__Task goal__:
Print every line of the material below verbatim, changing nothing.
=== Supplied records ===
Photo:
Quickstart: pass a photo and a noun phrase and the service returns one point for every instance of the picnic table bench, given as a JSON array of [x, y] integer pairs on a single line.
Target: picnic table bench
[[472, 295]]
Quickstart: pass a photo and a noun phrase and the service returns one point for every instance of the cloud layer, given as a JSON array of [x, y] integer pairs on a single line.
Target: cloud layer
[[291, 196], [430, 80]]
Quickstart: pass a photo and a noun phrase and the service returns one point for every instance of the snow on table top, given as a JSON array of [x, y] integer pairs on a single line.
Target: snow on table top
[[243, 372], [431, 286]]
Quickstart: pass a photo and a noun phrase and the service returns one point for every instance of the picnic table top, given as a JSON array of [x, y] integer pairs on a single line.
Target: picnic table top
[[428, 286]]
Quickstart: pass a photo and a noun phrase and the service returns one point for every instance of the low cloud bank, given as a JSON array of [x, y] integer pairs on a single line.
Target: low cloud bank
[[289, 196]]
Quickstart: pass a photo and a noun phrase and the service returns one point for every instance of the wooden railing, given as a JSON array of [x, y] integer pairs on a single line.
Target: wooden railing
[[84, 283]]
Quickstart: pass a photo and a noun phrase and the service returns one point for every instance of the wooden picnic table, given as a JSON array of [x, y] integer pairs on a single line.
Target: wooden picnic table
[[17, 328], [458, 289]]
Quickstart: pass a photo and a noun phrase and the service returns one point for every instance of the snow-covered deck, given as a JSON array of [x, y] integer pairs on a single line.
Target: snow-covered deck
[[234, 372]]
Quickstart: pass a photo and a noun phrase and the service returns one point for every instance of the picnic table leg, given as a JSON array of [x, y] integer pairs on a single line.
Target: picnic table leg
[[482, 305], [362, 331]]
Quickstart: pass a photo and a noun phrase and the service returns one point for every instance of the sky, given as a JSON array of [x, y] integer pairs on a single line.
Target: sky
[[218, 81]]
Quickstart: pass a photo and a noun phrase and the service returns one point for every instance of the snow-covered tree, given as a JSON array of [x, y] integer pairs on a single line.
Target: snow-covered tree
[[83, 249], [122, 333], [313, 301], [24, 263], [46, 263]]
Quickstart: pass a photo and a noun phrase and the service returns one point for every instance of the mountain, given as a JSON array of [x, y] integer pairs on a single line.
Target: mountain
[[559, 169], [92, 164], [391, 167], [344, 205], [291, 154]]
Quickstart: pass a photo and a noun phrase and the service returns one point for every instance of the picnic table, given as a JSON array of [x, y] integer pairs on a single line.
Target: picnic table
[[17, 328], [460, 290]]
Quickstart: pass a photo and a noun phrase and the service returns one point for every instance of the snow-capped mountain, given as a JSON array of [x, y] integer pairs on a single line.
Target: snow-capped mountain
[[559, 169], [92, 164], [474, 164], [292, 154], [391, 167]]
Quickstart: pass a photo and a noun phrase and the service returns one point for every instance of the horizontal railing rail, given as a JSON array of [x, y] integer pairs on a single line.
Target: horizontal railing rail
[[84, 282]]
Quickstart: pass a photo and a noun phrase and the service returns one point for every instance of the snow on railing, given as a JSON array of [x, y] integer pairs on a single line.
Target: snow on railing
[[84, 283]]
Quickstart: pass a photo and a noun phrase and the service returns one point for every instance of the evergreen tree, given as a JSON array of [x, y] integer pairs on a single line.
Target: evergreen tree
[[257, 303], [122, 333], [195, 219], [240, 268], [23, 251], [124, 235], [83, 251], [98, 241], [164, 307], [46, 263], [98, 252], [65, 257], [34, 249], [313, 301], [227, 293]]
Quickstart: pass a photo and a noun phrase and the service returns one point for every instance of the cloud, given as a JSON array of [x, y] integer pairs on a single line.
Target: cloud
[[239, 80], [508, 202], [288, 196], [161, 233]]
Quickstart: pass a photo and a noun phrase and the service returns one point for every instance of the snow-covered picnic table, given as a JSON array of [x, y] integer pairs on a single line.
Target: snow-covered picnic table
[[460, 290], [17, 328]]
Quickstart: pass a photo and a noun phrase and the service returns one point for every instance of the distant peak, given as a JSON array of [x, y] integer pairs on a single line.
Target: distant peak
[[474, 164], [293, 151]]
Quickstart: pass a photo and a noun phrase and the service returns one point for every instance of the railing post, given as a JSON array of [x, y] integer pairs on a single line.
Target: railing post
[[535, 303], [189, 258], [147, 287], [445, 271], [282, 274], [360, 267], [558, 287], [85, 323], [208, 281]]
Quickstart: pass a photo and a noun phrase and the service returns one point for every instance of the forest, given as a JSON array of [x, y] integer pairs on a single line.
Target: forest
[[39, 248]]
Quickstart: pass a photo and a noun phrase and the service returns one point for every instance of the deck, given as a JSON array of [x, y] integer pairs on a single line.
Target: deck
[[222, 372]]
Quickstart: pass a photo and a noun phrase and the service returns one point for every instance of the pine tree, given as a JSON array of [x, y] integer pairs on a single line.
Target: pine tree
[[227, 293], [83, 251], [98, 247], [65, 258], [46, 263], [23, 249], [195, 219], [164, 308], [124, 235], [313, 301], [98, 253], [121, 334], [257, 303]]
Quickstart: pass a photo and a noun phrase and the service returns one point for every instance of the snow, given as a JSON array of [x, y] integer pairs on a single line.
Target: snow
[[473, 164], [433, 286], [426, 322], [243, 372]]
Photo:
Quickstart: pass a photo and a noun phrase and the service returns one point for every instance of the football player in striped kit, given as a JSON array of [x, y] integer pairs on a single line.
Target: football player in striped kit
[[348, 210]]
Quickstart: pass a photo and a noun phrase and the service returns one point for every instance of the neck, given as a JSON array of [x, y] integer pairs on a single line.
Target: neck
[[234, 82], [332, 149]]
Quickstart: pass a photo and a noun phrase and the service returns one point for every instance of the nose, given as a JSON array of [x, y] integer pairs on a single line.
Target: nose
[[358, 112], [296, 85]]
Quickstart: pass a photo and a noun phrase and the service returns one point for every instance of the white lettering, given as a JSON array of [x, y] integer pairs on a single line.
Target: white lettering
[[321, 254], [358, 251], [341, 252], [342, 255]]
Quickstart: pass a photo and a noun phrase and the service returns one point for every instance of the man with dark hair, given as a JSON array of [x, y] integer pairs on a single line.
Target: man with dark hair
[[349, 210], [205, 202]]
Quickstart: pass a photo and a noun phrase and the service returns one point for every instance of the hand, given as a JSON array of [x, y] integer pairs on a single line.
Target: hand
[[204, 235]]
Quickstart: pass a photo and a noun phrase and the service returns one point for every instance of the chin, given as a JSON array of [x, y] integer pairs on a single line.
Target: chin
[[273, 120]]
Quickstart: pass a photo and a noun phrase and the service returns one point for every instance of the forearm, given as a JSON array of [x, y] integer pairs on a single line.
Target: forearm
===
__Task response__:
Photo:
Quickstart: pass a photo and a noun phrase and the service returns one point for every instance of the picnic table bench, given as a JSON array of [x, y] integer pairs on a single line.
Target: picnic table bench
[[472, 295]]
Quickstart: pass a photo and a noun phrase and the service returns one point for every instance of the cloud layer, given as a JSON array of [x, y] integer pairs on a single line.
Target: cloud layer
[[291, 196], [430, 80]]
Quickstart: pass a photo and a noun phrase and the service returns one point for every instance of the snow on table top, given as a JSON array of [x, y] integer pairs on a single line.
Target: snow on table top
[[243, 372], [431, 286]]
Quickstart: pass a photo and a noun phrase and the service returns one point for every instance of the picnic table top, given as a JSON array of [x, y] integer pairs on a single line.
Target: picnic table top
[[428, 286]]
Quickstart: pass a photo and a noun phrase and the service returns one point for every instance of the low cloud bank, given as a JSON array of [x, y] integer pairs on a single line.
Target: low cloud bank
[[289, 196]]
Quickstart: pass a photo and a noun phrase and the service returns one point for every instance of the wooden railing, given as a JSON array of [x, y] integer pairs on a single line.
Target: wooden railing
[[84, 283]]
Quickstart: pass a photo and a noun phrase and the service returns one point for every instance of the wooden picnic table, given as a JSON array of [x, y] integer pairs on a single line.
Target: wooden picnic table
[[17, 328], [458, 289]]
Quickstart: pass a photo and a noun phrase and the service returns one point for every instance of the snow-covered deck, given as a JSON array of [x, y] integer pairs on a single line.
Target: snow-covered deck
[[234, 372]]
Quickstart: pass a photo and a noun phrase and the service returns one point for every instance of the picnic table leg, given as a JSON array of [x, y] integer pairs on a single line.
Target: picnic table leg
[[482, 305], [362, 331]]
Quickstart: pass a photo and a noun phrase and the service returns one point for every instance of the sky, given as a JSON array of [x, y] integer pairs on a single line.
Target: sky
[[218, 81]]
Quickstart: pass a photo and a noun phrase and the service returns one point for every instance of the snow-covered tree, given as a JSON array of [x, y] integer pairs on a single line.
Target: snow-covered tree
[[83, 249], [122, 333], [313, 301], [24, 263], [46, 263]]
Quickstart: pass a photo and a noun phrase and the service returns one point for every instance of the mountain, given as a JSON array of [x, y] integer pairs on a single line.
Target: mountain
[[559, 169], [92, 164], [391, 167], [344, 205], [291, 154]]
Quickstart: pass a photo and a noun phrase and the service returns one point for every instance of the picnic table, given as a JSON array of [x, y] integer pairs on a single line.
Target: picnic table
[[17, 328], [460, 290]]
Quickstart: pass a photo and a noun phrase and the service returns one point for every instance of the snow-capped mountain, given as a JSON array of [x, y] integer pairs on a single line.
Target: snow-capped mountain
[[559, 169], [92, 164], [474, 164], [292, 154], [391, 167]]
Quickstart: pass a photo and a noun phrase and the service returns one point for every instance of the horizontal railing rail, given as a JSON array of [x, y] integer pairs on a single line.
Target: horizontal railing rail
[[84, 282]]
Quickstart: pass a photo and a noun phrase and the service returns one point for every instance of the snow on railing, given as a JSON array of [x, y] integer pairs on a single line.
Target: snow on railing
[[84, 283]]
Quickstart: pass a photo and a noun phrase and the service returns one point for every instance of the evergreen tree, given as a JSON array of [x, y] integer pairs on a single line.
Target: evergreen tree
[[257, 303], [122, 333], [195, 219], [240, 268], [23, 251], [124, 235], [83, 251], [98, 241], [164, 307], [46, 263], [98, 252], [65, 257], [34, 249], [313, 301], [227, 293]]
Quickstart: pass a photo and a noun phrase and the service returns one point for every instance of the cloud, given as a JSON array of [x, y] integer pairs on a single line.
Target: cloud
[[239, 80], [508, 202], [288, 196], [161, 233]]
Quickstart: pass a photo and a noun phrase and the service returns one point for every instance of the snow-covered picnic table, given as a JSON array of [x, y] integer pairs on a single line.
Target: snow-covered picnic table
[[460, 290], [17, 328]]
Quickstart: pass a photo and a noun phrase and the service returns one point for every instance of the distant peak, given as a JSON array of [x, y] integer pairs on a single line.
Target: distant peak
[[474, 164], [293, 151]]
Quickstart: pass a photo and a noun phrase and the service returns one point for every instance of the railing post, given as a JSON array of [x, y] integer pairs on a single line.
Target: railing post
[[535, 303], [189, 258], [147, 287], [445, 271], [282, 274], [360, 267], [558, 287], [85, 323], [208, 281]]
Quickstart: pass a photo and a noun phrase and the service returns one point for every instance of the forest, given as a JSON array of [x, y] integer pairs on a single line.
Target: forest
[[39, 248]]
Quickstart: pass a photo and a noun phrase and the service returns one point for every instance of the deck, given as a JSON array of [x, y] integer pairs on a single line.
Target: deck
[[222, 372]]
Quickstart: pass a photo and a noun phrase and the service returns one point for every instance of the pine tree, given as a JSON array of [x, y] integer pairs on a single line.
Target: pine tree
[[227, 293], [83, 251], [98, 247], [65, 258], [46, 263], [23, 249], [195, 219], [164, 308], [124, 235], [313, 301], [98, 253], [121, 334], [257, 303]]
Quickstart: pass a photo and a noun phrase and the service returns one point for every instance of the snow, given as a JSON array of [x, y] integer pairs on a single line.
Target: snow
[[473, 164], [433, 286], [426, 322], [243, 372]]
Photo:
Quickstart: pass a photo and a noun phrase and the service returns one point for every instance of the football player in striped kit, given as a JSON array of [x, y] integer pairs on a single line.
Target: football player in striped kit
[[348, 210]]
Quickstart: pass a photo and a noun phrase and the service returns one point for every instance of the neck, given as a JSON array of [x, y] integer pairs on a single line.
Target: neck
[[234, 82], [332, 149]]
Quickstart: pass a photo and a noun phrase and the service returns one point for every instance of the nose, given as a JSON array of [x, y] integer pairs on a single line.
Target: nose
[[358, 112], [296, 85]]
Quickstart: pass a photo and a noun phrase and the service returns one point for every instance of the white lettering, given as a JSON array of [x, y] integer pairs on a single line.
Target: white lettering
[[321, 254], [358, 251], [341, 252], [342, 255]]
Quickstart: pass a photo and a noun phrase and the service returns one point for every instance of the man with dark hair, given as a JSON array of [x, y] integer pairs on a single line.
Target: man with dark hair
[[349, 210], [205, 202]]
Quickstart: pass a photo and a noun phrase and the service returns one point for every instance of the hand, given as a JSON array of [x, y] integer pairs on a single line.
Target: hand
[[204, 235]]
Quickstart: pass a photo and a noun phrase and the service returns one point for every instance of the chin, given as a JSON array of [x, y] integer pairs on a single line.
Target: chin
[[273, 120]]
Quickstart: pass a photo and a noun phrase and the service returns one point for every instance of the forearm, given as a JSON array of [x, y] integer pairs on a single line.
Target: forearm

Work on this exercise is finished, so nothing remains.